Repeat nothing but the line containing "For each instance of the green leaf, drop" and the lines that follow it, up to and including the last line of the data below.

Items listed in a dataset

• • • •

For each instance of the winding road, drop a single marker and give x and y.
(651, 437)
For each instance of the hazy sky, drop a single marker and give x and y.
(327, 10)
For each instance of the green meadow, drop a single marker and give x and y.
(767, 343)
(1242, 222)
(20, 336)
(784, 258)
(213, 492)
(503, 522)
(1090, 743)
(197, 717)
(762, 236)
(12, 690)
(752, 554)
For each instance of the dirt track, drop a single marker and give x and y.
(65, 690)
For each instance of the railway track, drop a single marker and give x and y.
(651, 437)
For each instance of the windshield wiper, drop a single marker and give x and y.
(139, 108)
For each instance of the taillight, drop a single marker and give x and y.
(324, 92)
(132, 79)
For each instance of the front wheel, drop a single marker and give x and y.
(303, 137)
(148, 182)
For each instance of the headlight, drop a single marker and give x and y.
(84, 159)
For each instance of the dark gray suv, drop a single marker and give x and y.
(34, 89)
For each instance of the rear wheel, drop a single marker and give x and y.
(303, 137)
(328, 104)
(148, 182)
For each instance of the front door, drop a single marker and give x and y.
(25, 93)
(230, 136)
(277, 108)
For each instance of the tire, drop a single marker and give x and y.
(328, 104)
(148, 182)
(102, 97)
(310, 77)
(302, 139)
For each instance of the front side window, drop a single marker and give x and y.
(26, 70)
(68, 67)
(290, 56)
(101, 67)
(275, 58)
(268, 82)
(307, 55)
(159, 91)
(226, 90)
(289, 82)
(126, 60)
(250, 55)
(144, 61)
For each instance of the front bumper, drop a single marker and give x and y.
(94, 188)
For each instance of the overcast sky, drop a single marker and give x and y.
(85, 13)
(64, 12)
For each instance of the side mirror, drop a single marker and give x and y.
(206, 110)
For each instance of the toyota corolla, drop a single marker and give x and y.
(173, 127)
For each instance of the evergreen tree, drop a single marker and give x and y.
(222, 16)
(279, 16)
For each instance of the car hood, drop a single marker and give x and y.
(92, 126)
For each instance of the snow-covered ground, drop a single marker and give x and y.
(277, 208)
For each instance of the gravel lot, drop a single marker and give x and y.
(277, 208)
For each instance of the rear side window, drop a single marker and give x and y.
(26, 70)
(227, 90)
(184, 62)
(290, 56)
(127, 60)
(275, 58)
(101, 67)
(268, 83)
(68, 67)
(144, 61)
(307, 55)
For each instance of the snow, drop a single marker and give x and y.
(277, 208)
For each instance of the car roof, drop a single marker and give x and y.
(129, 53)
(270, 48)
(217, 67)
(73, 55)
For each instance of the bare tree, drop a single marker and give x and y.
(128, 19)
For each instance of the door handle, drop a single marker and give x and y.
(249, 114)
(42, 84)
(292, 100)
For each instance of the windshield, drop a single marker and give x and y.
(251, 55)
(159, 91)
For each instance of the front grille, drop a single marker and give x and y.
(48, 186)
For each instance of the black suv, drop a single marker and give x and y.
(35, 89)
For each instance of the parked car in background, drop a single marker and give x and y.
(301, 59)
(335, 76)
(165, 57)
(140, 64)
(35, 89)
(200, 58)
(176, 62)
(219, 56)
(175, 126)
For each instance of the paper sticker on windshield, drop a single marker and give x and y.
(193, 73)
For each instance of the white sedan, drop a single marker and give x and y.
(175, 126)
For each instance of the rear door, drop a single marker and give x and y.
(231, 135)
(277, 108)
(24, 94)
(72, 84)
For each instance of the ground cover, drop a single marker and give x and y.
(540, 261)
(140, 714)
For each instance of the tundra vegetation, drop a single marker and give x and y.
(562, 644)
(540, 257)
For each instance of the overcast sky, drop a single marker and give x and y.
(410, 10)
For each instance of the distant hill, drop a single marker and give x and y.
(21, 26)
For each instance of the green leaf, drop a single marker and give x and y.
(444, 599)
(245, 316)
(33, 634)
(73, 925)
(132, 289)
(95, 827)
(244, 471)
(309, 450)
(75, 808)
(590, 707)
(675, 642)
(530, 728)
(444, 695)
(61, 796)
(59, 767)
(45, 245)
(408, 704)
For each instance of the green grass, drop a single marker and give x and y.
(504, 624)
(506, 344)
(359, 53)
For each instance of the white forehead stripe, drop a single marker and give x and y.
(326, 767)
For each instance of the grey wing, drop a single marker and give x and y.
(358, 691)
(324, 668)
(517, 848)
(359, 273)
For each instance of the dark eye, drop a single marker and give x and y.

• • • •

Answer to the problem
For each instance of the green leaf, drop a single marker and give x and y.
(444, 599)
(245, 316)
(33, 634)
(73, 925)
(132, 289)
(95, 827)
(244, 471)
(309, 450)
(75, 808)
(590, 707)
(675, 642)
(530, 728)
(444, 695)
(61, 796)
(59, 767)
(45, 245)
(408, 704)
For each instance of the green grass, drop a single marker and give x and y.
(504, 624)
(506, 344)
(359, 53)
For each instance of the white forehead stripe, drop a single marker and give x and y.
(326, 767)
For each instance of the grey wing, drop a single marker and give x and y.
(358, 691)
(324, 668)
(517, 848)
(359, 273)
For each instance of the dark eye, drop a single marker and give x and y.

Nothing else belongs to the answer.